## List of tasks
(A) Please translate this sentence from the tribunal judgment below into Spanish: "In November 1992 administrative receivers of the company were appointed on the instruction of Barclays Bank PLC, the main lenders."
(B) Extend the tribunal judgment below with new text that picks up right after its last sentence.

## Quoted passage
EMPLOYMENT APPEAL TRIBUNAL
58 VICTORIA EMBANKMENT, LONDON EC4Y 0DS
             At the Tribunal
             On 11 July 1997

Before

THE HONOURABLE MR JUSTICE KIRKWOOD

DR D GRIEVES CBE

MR D A C LAMBERT



MR G EVANS APPELLANT

SECRETARY OF STATE FOR TRADE & INDUSTRY RESPONDENT


Transcript of Proceedings

JUDGMENT

PRELIMINARY HEARING - EX PARTE

© Copyright 1997


    APPEARANCES

     

    For the Appellant THE APPELLANT IN PERSON
       


     

    MR JUSTICE KIRKWOOD: This is the preliminary hearing of an appeal by an applicant against a decision of an Industrial Tribunal Chairman sitting alone at Cardiff on 20th November 1996, that the applicant, Mr Evans, was not an employee within the meaning of s.230(1) of the Employment Rights Act 1996, and therefore not entitled to look to the Secretary of State for certain payments he claimed to be due to him.

    The extended reasons of the Chairman, sent out on 9th December 1996, refer to s.230(1) and ss.160(2) and 122 of the 1996 Act. I rather think that the reference to s.122 is a typographical error and should be s.182.

    At the time the application was made the relevant statute was the 1978 Act, the Employment Protection (Consolidation) Act 1978 and the relevant provisions are to be found in that Act. Nothing however in this appeal turns upon those points because the provisions in 1978 Act are in all material respects carried forward into the 1996 Act.

    Mr Evans and a colleague, Mr Payne, were in business together. Latterly they operated under the umbrella of a company called Mid Valley Investments. Their business was the purchase of land on an investment basis and, as I understand, the buying and holding of property for letting out. The issued share capital of the company was £2. Mr Evans and Mr Payne had one share each. They were the two directors of the company and we have also been told that Mr Payne was the company secretary.

    In November 1992 administrative receivers of the company were appointed on the instruction of Barclays Bank PLC, the main lenders.

    Mr Evans has claimed a redundancy payment and has claimed arrears of wages and holiday pay. In the light of the company's insolvency, he has made his claim against the Secretary of State and that was the subject matter of his Originating Application to the Industrial Tribunal on 20th September 1996. He was saying in effect, that ever since the appointment of the receiver, some nearly four years earlier, he had not had any wages. His claim for outstanding wages and interest was itself alone in a sum in excess of £200,000.

    The Secretary of State resisted the claim on the basis of putting Mr Evans to proof that he was an employee within the definition of s.153(1) of the 1978 Act.

    That is the issue that the Industrial Tribunal Chairman tried.

    In doing so, the Chairman considered the nature of Mr Evans's working relationship with the company. He found that Mr Evans was not an employee and that is the decision against which Mr Evans appeals.

    In a letter to the Employment Appeal Tribunal dated 27th January 1997, Mr Evans made the following points:

    (1) The Chairman had got himself confused about the whole affair and inaccurately recorded facts in the extended reasons.

[Excerpts from segmentation records]
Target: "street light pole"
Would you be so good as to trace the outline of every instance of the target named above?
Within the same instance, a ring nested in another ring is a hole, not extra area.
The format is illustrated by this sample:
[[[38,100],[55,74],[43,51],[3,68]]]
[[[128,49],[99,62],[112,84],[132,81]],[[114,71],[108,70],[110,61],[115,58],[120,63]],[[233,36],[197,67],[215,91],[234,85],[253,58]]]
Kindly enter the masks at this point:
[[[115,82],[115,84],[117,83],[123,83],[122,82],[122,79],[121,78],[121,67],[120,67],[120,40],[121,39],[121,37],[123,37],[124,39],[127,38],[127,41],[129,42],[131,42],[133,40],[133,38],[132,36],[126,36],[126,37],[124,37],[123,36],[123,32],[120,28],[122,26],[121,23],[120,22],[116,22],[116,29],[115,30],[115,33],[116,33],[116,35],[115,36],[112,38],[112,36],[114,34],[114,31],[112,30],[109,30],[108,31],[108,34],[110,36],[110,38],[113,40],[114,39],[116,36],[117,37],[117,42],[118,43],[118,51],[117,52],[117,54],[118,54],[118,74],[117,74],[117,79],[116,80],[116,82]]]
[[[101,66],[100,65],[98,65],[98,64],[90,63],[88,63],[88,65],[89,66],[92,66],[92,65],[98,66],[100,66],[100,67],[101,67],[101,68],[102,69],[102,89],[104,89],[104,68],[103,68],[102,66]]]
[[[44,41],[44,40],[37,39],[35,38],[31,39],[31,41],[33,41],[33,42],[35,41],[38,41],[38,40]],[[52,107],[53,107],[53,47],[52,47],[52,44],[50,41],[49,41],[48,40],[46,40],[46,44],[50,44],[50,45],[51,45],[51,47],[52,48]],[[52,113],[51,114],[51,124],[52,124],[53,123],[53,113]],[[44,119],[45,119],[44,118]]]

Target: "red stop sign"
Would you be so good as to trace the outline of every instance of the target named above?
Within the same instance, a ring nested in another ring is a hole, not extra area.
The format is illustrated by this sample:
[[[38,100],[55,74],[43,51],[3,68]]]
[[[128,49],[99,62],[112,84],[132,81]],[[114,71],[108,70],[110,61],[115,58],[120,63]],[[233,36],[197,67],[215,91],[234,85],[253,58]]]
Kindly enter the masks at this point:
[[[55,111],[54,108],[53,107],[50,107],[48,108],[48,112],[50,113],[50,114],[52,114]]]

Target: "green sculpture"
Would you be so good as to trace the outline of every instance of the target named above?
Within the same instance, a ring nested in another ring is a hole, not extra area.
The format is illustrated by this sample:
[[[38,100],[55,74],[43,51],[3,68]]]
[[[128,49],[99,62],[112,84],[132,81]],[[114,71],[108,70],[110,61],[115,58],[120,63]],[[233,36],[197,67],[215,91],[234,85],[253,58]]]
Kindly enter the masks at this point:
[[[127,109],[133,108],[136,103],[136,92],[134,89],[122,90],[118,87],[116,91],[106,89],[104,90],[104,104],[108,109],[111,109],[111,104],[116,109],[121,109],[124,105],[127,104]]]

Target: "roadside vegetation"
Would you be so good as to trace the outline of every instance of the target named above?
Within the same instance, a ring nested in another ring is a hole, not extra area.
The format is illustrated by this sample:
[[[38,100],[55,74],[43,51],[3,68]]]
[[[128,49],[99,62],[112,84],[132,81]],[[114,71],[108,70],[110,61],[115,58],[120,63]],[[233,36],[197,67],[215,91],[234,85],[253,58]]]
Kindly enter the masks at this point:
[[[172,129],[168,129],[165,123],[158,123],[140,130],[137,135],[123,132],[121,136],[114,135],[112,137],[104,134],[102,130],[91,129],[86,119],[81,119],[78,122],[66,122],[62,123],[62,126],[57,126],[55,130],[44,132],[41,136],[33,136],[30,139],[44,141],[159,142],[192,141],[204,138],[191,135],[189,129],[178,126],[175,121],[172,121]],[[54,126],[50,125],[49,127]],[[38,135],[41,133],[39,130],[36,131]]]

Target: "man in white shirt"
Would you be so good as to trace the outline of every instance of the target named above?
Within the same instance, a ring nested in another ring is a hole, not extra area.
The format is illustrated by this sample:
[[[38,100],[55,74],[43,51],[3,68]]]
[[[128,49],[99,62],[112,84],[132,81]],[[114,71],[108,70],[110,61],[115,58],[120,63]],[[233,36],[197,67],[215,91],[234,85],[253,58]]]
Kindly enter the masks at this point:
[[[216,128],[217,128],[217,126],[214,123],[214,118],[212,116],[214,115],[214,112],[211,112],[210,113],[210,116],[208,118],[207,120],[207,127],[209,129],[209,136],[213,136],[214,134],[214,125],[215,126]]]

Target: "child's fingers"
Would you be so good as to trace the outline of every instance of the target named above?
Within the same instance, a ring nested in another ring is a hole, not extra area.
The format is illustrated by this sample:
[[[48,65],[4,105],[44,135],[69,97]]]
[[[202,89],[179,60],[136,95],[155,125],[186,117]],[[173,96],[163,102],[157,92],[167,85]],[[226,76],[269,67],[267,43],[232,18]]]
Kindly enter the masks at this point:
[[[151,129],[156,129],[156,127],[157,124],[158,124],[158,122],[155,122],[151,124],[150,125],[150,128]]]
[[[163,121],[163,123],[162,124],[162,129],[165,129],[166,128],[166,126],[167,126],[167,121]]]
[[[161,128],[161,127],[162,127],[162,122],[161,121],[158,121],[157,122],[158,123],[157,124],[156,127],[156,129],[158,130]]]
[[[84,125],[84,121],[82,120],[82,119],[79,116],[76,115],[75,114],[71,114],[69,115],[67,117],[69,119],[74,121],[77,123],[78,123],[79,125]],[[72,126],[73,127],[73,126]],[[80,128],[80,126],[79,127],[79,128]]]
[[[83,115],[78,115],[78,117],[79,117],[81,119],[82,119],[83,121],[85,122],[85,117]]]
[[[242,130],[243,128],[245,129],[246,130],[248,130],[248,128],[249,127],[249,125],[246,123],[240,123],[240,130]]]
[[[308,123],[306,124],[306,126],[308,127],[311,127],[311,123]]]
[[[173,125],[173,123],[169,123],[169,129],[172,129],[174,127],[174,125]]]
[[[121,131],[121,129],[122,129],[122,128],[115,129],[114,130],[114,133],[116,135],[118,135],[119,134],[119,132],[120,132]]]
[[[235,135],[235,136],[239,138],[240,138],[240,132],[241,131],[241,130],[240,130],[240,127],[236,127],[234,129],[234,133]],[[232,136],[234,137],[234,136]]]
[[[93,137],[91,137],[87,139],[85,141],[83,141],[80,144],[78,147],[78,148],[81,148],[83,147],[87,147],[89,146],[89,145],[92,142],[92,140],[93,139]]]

## Responses to the exercise
(A) En noviembre de 1992, se nombraron administradores concursales de la sociedad por instrucción de Barclays Bank PLC, los principales prestamistas.

(B)
    (2) The tribunal Chairman was wrong to say that Mid Valley Investments was preceded by Bargoed Coal Co Ltd, that it was the other way about.

    (3) The Chairman was wrong not to reflect in his reasons the circumstance that Mr Evans had been employed by the Bargoed Coal Co Ltd, and when that had gone into liquidation he claimed a redundancy payment from the Secretary of State and was paid.

    (4) The Chairman did not reflect the fact that his contract of employment was then transferred to Mid Valley Investments.

    (5) Mr Evans makes a point about the Chairman saying that neither company was a limited liability company.

    (6) As to the Chairman's recital that two people were employed by the company, Mr Evans tells us that there were more.

    (7) The Chairman was wrong not to find that the Mid Valley Investment Co was a very profitable land development company.

    Going to the key issue of employment, Mr Evans alleges errors of finding of fact as to his pattern of work, his drawing of wages, his responsibility for the van, the use of the office, Mr Evans whereabouts (whether he had disappeared), the nature and purport of the document described as a contract of employment.

    He complains too about being told that if he called one of the receivers, he would be bound by that witness's answers. Mr Evans asserts that he should have been allowed to cross-examine.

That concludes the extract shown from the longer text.